__Passage given__:
Currency Note

Meaningful vote tomorrow unless it’s delayed

By Christopher Nye December 10th, 2018

Meaningful vote tomorrow

It was a busy end to the week on Friday, with many surprises throughout the day. However, before we get onto the economic data events, we wanted to remind you, that unless No 10 decides to delay, tomorrow is the day of the meaningful vote, where MPs will decide whether to support Theresa May’s Brexit plans. It is fair to say that much hangs in the balance, not least the value of the pound. That could have significant impacts on UK businesses with dealings in foreign currency, so we’ll be extending our opening hours tomorrow and Wednesday. Our team are on hand to provide guidance on how to protect your business against Brexit. Do get in touch to discuss.

__Given task 1__: Reproduce the currency note about the meaningful vote word for word.
The records that follow are unrelated to the currency note.

__Provided records__:
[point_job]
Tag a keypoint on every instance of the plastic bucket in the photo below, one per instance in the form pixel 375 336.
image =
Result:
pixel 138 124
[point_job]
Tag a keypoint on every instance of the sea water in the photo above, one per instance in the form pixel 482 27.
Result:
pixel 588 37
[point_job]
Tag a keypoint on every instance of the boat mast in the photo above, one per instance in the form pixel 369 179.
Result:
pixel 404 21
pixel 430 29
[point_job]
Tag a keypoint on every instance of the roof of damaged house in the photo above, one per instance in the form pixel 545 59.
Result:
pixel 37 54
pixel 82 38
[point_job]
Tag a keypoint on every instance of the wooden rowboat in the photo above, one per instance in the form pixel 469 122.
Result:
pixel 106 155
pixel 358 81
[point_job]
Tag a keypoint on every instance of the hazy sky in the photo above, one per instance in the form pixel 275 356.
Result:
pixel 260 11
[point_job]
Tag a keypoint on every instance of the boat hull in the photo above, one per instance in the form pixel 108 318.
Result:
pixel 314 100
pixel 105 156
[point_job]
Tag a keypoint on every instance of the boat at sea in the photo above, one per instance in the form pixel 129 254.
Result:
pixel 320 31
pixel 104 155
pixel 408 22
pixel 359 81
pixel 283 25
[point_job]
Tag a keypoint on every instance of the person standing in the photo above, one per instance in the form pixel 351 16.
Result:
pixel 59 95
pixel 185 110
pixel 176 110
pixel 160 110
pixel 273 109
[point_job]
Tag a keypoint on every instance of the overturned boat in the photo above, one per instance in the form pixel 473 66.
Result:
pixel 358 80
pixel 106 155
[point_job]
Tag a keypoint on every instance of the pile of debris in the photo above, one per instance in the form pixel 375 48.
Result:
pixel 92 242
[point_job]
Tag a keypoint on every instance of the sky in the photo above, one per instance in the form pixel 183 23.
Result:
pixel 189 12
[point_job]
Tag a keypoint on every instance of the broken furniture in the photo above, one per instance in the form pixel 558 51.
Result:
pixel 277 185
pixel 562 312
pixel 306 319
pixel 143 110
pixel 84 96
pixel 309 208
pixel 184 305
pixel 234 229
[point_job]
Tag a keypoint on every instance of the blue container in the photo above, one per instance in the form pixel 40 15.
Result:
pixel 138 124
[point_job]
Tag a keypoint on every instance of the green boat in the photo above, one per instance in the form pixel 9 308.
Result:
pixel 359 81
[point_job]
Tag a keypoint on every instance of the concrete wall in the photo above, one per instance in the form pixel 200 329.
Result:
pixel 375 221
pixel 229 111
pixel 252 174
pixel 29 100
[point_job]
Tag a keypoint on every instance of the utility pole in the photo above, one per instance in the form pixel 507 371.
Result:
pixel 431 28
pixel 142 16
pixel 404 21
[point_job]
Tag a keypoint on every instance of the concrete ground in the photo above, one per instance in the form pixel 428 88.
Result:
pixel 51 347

__Given task 2__: Rewrite everything in the records from their first line down to the line containing "pixel 82 38", replacing "keypoint" with "marker" and leaving all else unchanged.

__Worked answer 1__:
Currency Note

Meaningful vote tomorrow unless it’s delayed

By Christopher Nye December 10th, 2018

Meaningful vote tomorrow

It was a busy end to the week on Friday, with many surprises throughout the day. However, before we get onto the economic data events, we wanted to remind you, that unless No 10 decides to delay, tomorrow is the day of the meaningful vote, where MPs will decide whether to support Theresa May’s Brexit plans. It is fair to say that much hangs in the balance, not least the value of the pound. That could have significant impacts on UK businesses with dealings in foreign currency, so we’ll be extending our opening hours tomorrow and Wednesday. Our team are on hand to provide guidance on how to protect your business against Brexit. Do get in touch to discuss.

__Worked answer 2__:
[point_job]
Tag a marker on every instance of the plastic bucket in the photo below, one per instance in the form pixel 375 336.
image =
Result:
pixel 138 124
[point_job]
Tag a marker on every instance of the sea water in the photo above, one per instance in the form pixel 482 27.
Result:
pixel 588 37
[point_job]
Tag a marker on every instance of the boat mast in the photo above, one per instance in the form pixel 369 179.
Result:
pixel 404 21
pixel 430 29
[point_job]
Tag a marker on every instance of the roof of damaged house in the photo above, one per instance in the form pixel 545 59.
Result:
pixel 37 54
pixel 82 38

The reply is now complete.